(Dataset items)
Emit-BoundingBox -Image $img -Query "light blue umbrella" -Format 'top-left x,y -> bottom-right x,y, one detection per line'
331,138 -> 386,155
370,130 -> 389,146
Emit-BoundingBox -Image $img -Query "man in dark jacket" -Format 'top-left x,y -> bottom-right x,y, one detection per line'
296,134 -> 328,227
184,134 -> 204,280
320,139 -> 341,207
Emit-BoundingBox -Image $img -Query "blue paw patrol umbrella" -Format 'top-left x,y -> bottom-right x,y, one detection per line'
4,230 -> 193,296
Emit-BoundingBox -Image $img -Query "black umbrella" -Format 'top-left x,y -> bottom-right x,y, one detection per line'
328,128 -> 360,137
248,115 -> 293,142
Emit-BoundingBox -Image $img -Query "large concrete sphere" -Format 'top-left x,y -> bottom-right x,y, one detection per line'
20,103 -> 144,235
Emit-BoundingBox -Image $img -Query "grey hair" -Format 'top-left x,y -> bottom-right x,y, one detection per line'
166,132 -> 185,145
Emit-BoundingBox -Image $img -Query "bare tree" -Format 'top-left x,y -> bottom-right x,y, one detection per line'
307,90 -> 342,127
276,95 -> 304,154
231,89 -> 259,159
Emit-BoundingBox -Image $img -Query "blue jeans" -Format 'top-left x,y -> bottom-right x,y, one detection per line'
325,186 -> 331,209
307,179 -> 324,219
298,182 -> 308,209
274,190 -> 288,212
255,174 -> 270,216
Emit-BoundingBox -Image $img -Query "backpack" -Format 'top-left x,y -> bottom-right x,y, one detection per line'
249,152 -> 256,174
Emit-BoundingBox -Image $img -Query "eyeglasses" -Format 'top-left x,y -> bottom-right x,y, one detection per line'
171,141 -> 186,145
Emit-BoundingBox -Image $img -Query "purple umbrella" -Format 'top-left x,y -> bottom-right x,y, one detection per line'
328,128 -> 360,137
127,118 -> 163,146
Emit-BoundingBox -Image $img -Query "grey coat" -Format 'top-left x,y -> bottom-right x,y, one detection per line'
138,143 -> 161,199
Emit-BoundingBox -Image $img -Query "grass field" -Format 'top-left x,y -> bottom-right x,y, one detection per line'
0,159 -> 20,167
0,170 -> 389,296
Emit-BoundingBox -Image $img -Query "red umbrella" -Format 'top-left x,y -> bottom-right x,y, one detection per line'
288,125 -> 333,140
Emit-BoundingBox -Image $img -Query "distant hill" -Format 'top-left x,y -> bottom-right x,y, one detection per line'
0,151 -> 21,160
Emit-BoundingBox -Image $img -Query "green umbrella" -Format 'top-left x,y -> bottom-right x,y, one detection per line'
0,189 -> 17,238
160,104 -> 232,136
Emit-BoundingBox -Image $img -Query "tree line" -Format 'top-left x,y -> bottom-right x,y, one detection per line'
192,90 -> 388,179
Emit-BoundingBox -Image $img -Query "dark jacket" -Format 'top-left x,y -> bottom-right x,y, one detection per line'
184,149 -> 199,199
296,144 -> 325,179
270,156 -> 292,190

▸ TASK DIRECTIONS: Your task is to repeat each line of the material exactly.

▸ EXPECTED OUTPUT:
Emit-BoundingBox -Image $img -Query "light blue umbrella" -Format 'top-left x,y -> bottom-right x,y, one detection per line'
331,138 -> 386,155
370,130 -> 389,146
Emit-BoundingBox -Image $img -Query "man in dark jacket" -Format 'top-left x,y -> bottom-right x,y, one detection per line'
296,134 -> 328,227
184,134 -> 204,280
320,139 -> 341,207
Emit-BoundingBox -Image $img -Query "blue paw patrol umbrella" -Format 'top-left x,y -> bottom-right x,y, one detection per line'
4,230 -> 193,296
Emit-BoundingBox -Image $img -Query "black umbrella" -Format 'top-left x,y -> bottom-right x,y, one detection per line'
328,128 -> 360,137
248,115 -> 293,142
Emit-BoundingBox -Image $img -Query "large concrete sphere" -Format 'top-left x,y -> bottom-right x,y, one detection per line'
20,103 -> 144,235
Emit-BoundingBox -Image $img -Query "grey hair" -Format 'top-left x,y -> bottom-right x,y, one detection per line'
166,132 -> 185,145
Emit-BoundingBox -Image $img -Query "bare tree" -Format 'top-left x,y -> bottom-right x,y, one detection per line'
307,90 -> 342,127
276,95 -> 304,154
231,89 -> 259,159
Emit-BoundingBox -Image $img -Query "blue jeans" -Format 'top-left x,y -> bottom-right x,y, one detection per line'
325,186 -> 331,209
307,179 -> 324,219
298,182 -> 308,209
274,190 -> 288,212
255,174 -> 270,216
Emit-BoundingBox -Image $img -Query "backpack" -Format 'top-left x,y -> bottom-right x,y, one detection per line'
249,152 -> 256,174
Emit-BoundingBox -Image $img -Query "eyeglasses" -Format 'top-left x,y -> bottom-right x,y, one detection per line'
171,141 -> 186,145
Emit-BoundingBox -Image $img -Query "purple umbrella" -Format 'top-left x,y -> bottom-right x,y, one detection per line'
328,128 -> 360,137
127,118 -> 163,146
Emit-BoundingBox -Image $img -Query "grey coat" -Format 'top-left x,y -> bottom-right x,y, one detection per line'
138,143 -> 161,199
Emit-BoundingBox -Image $img -Query "grass field" -Format 'top-left x,y -> bottom-right x,y, one detection per line'
0,159 -> 20,167
0,170 -> 389,296
Emit-BoundingBox -Image $img -Query "red umbrella" -Format 'top-left x,y -> bottom-right x,y, one detection per line'
288,125 -> 333,140
Emit-BoundingBox -Image $img -Query "distant hill" -Format 'top-left x,y -> bottom-right x,y, one detection per line'
0,151 -> 21,160
Emit-BoundingBox -Image $img -Query "green umbrella" -Format 'top-left x,y -> bottom-right x,y, one detection per line'
0,189 -> 17,238
160,104 -> 232,136
Emit-BoundingBox -Image $img -Query "tree line" -Format 'top-left x,y -> bottom-right x,y, one detection per line'
192,90 -> 388,179
Emit-BoundingBox -Image $img -Query "dark jacket" -Format 'top-left x,y -> bottom-right x,y, one detection per line'
184,149 -> 199,199
296,144 -> 325,179
270,156 -> 292,190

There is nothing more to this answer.